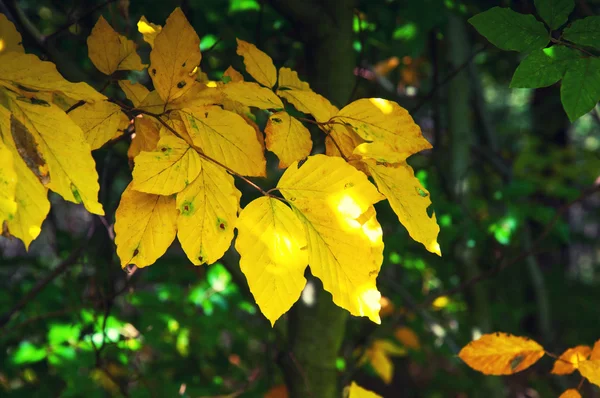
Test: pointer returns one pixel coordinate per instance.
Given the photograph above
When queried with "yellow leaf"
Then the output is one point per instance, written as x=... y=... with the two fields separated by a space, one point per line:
x=287 y=138
x=392 y=133
x=8 y=183
x=258 y=64
x=153 y=103
x=29 y=71
x=100 y=121
x=146 y=137
x=175 y=54
x=233 y=75
x=31 y=196
x=570 y=359
x=145 y=226
x=10 y=38
x=225 y=137
x=334 y=202
x=171 y=167
x=110 y=52
x=341 y=141
x=307 y=101
x=570 y=393
x=199 y=95
x=379 y=357
x=148 y=30
x=208 y=210
x=251 y=94
x=356 y=391
x=68 y=156
x=408 y=338
x=595 y=354
x=409 y=200
x=501 y=354
x=135 y=92
x=272 y=247
x=289 y=78
x=591 y=371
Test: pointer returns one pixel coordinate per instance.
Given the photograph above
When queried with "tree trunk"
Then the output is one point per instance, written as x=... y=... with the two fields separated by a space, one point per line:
x=316 y=331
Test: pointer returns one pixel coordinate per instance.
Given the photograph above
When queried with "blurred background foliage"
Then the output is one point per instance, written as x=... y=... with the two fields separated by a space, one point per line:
x=505 y=162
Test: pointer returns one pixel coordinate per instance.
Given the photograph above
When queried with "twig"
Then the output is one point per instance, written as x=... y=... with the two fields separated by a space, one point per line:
x=235 y=173
x=445 y=81
x=503 y=264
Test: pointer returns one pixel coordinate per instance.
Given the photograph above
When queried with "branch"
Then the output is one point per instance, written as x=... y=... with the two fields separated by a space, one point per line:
x=445 y=81
x=505 y=263
x=62 y=267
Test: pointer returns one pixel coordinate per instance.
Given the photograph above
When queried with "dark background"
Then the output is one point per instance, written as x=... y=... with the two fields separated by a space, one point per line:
x=508 y=178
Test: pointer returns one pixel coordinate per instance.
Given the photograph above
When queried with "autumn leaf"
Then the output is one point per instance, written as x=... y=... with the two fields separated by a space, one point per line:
x=591 y=371
x=501 y=354
x=356 y=391
x=171 y=167
x=68 y=156
x=10 y=38
x=378 y=355
x=110 y=52
x=175 y=55
x=208 y=209
x=30 y=195
x=100 y=122
x=391 y=132
x=570 y=359
x=273 y=251
x=335 y=201
x=570 y=393
x=227 y=138
x=287 y=138
x=135 y=92
x=147 y=134
x=8 y=184
x=148 y=30
x=258 y=64
x=251 y=94
x=29 y=71
x=409 y=200
x=145 y=226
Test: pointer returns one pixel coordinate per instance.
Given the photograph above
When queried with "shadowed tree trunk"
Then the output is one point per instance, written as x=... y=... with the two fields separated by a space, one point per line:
x=316 y=331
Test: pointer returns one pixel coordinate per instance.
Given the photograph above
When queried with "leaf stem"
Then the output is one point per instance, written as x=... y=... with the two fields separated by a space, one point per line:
x=202 y=155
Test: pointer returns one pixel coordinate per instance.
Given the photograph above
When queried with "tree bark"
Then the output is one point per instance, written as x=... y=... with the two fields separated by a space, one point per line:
x=316 y=331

- _What needs to be done_: The records above need to be given again exactly. Omit the pictures.

- _Output of the task_:
Test: pointer returns one pixel coordinate per instance.
Given the photograph above
When queried with "yellow leaf"
Then the output is one point per instance, written as x=... y=... with the two fields separated by a space, one point per line:
x=287 y=138
x=392 y=133
x=8 y=183
x=258 y=64
x=153 y=103
x=29 y=71
x=100 y=121
x=146 y=137
x=175 y=54
x=233 y=75
x=31 y=196
x=570 y=359
x=145 y=226
x=10 y=38
x=225 y=137
x=334 y=202
x=171 y=167
x=110 y=52
x=341 y=141
x=307 y=101
x=570 y=393
x=199 y=95
x=379 y=357
x=148 y=30
x=208 y=210
x=251 y=94
x=356 y=391
x=68 y=156
x=408 y=338
x=595 y=354
x=409 y=200
x=501 y=354
x=135 y=92
x=272 y=247
x=289 y=78
x=591 y=371
Test: pointer returns one pixel coordinate per instance.
Given the photograph above
When queried with "tree trunk"
Then the output is one point per instance, written as x=... y=... with the two fields separated by a space, one point per line:
x=316 y=331
Test: pointer returns one pixel coordinate per instance.
Given the photograph above
When queried with "blurred background foliage"
Then the output is one point per instance, written as x=... y=... with the two fields separated by a space, one point per line:
x=505 y=162
Test: pointer returns one pixel coordinate per instance.
Given the photograph above
When queried with "twig"
Then the output is one point per instance, written as x=... y=... with the two fields separated by a space, one point per line:
x=235 y=173
x=445 y=81
x=503 y=264
Test: pointer returns one pixel coordinate per instance.
Given the photograph above
When queried with "branch"
Then the output is one point per instance, written as x=... y=... with the two fields separated by a space, one point per line:
x=445 y=81
x=505 y=263
x=62 y=267
Test: pointer returns one pixel coordinate per instance.
Given the photograph above
When queried with "dark background"
Then the output is one point per instance, written as x=... y=... with the two fields separated by a space, one point per line:
x=508 y=178
Test: pointer returns one pixel coordinate per instance.
Given the photograph above
When queried with "autumn leaf"
Then the output is one point per instance, written as x=... y=... with the two fields separated by a space, one point per line:
x=591 y=371
x=501 y=354
x=356 y=391
x=171 y=167
x=68 y=156
x=10 y=38
x=378 y=355
x=110 y=52
x=175 y=55
x=208 y=209
x=30 y=195
x=100 y=122
x=391 y=132
x=570 y=359
x=273 y=251
x=335 y=201
x=570 y=393
x=227 y=138
x=287 y=138
x=135 y=92
x=147 y=134
x=8 y=184
x=148 y=30
x=258 y=64
x=251 y=94
x=29 y=71
x=409 y=200
x=145 y=226
Test: pointer returns one pixel coordinate per instance.
Given the photograph above
When queried with "shadowed tree trunk"
Then the output is one point per instance, written as x=... y=... with the two fields separated by a space, one point per line:
x=316 y=331
Test: pointer returns one pixel coordinate per instance.
Given the photograph above
When queried with "leaf stem"
Then the output is one point per instance, written as x=... y=... with the two fields separated by a space, one point per line:
x=202 y=155
Test: pointer returns one pixel coordinate per instance.
Given the photograph above
When queried with "tree bark"
Then the output is one point per instance, written as x=... y=... with the two fields separated by a space, one point per line:
x=316 y=331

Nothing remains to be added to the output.